§ **READING TEXT**
If you don’t include security testing, risk assessments, compliance evaluations as part of the entire software delivery or release pipeline, you’re putting your organizations at risk. It goes beyond just failed release or delay in getting a feature out in the market, you’ll be introducing vulnerabilities into production, bypassing compliance and failing audit tests. All of these instances of security negligence could have penalties and fines associated with them. 

Security in DevOps is a part of the natural evolution DevOps

DevOps is not a technology but a cultural organization shift that organizations need to make. If we break down DevOps, it comes down to developers and IT operations. What is in the name? DevOps, if we look down at the history, it all started with developers, as in agile, breaking down codes into smaller components. Then they moved around on to the next constraint, “How can we deploy faster”. So we got really good at infrastructure as code and at deploying to not just our private cloud but our public clouds as well. The third constraint was testing. So we started to introduce automation testing into the release process, which evolved into continuous testing as we started shifting testing earlier in the release process.

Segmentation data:

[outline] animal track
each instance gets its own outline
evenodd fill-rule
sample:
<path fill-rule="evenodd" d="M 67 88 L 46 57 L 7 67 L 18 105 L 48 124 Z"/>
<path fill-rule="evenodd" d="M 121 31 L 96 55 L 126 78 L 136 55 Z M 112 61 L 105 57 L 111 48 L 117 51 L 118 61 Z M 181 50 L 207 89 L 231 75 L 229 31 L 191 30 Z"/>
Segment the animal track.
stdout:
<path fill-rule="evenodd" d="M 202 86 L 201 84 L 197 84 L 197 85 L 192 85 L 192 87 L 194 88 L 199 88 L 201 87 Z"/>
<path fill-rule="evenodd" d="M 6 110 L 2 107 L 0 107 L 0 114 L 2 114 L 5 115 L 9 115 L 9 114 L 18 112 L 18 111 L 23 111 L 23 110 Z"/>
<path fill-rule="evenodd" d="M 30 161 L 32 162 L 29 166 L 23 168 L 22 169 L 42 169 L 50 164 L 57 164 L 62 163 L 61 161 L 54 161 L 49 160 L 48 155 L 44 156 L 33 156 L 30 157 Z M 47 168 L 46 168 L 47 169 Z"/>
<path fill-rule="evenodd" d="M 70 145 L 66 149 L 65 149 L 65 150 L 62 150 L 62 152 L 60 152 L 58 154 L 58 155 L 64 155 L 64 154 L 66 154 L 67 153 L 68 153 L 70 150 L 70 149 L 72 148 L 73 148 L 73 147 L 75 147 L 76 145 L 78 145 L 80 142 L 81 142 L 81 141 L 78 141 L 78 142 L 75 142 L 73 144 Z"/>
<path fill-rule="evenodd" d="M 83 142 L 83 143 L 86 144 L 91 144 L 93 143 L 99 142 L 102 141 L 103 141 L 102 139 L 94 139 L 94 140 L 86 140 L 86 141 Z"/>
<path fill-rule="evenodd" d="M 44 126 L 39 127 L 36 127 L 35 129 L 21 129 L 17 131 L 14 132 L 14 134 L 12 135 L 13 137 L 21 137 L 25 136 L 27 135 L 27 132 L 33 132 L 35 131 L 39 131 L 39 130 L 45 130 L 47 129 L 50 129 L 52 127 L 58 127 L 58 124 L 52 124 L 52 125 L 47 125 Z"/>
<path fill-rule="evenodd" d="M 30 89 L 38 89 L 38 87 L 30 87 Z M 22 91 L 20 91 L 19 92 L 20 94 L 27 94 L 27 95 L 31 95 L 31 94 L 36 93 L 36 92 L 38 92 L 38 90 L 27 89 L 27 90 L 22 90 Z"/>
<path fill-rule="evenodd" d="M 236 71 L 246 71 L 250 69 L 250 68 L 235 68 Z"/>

§ **EXERCISE INSTRUCTIONS**
1/ Translate this sentence from the DevOps security text into Spanish: "DevOps is not a technology but a cultural organization shift that organizations need to make."
2/ Answer these questions from the DevOps security text.
(a) What could instances of security negligence have associated with them?
(b) What was the third constraint?
(c) What did automation testing evolve into?
3/ Write out the part of the DevOps security text that begins at the words "DevOps is not" and stops after "the release process.".

§ **IN RESPONSE**
1/ DevOps no es una tecnología, sino un cambio cultural organizacional que las organizaciones deben realizar.

2/
(a) Penalties and fines.
(b) Testing.
(c) Continuous testing.

3/
DevOps is not a technology but a cultural organization shift that organizations need to make. If we break down DevOps, it comes down to developers and IT operations. What is in the name? DevOps, if we look down at the history, it all started with developers, as in agile, breaking down codes into smaller components. Then they moved around on to the next constraint, “How can we deploy faster”. So we got really good at infrastructure as code and at deploying to not just our private cloud but our public clouds as well. The third constraint was testing. So we started to introduce automation testing into the release process, which evolved into continuous testing as we started shifting testing earlier in the release process.